>> begin MATERIAL TO PROCESS

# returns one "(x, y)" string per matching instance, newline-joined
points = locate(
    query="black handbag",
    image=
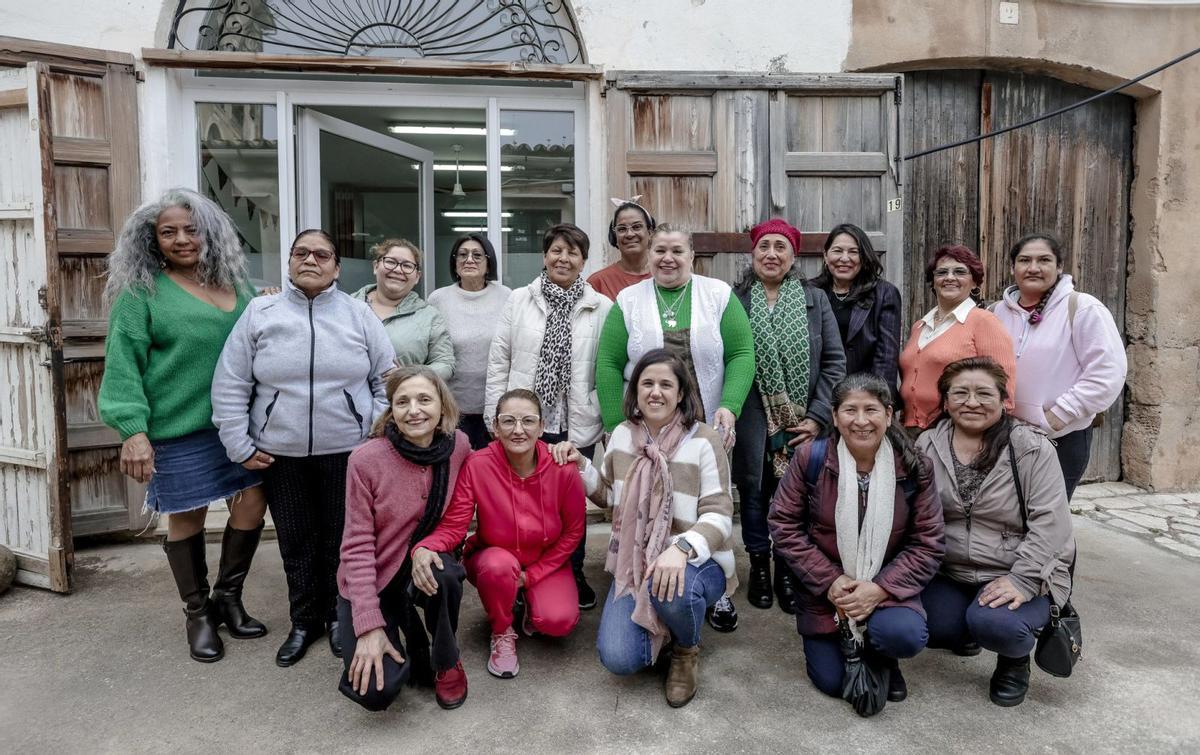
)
(1061, 641)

>> end MATERIAL TO PROCESS

* EXERCISE INSTRUCTIONS
Edit the listing above by replacing "black handbag" with "brown leather handbag" and leaving everything else unchanged. Give it back without the pictures.

* ANSWER TO THIS EXERCISE
# returns one "(x, y)" string per matching instance, newline-joined
points = locate(
    query="brown leather handbag",
    image=
)
(1061, 641)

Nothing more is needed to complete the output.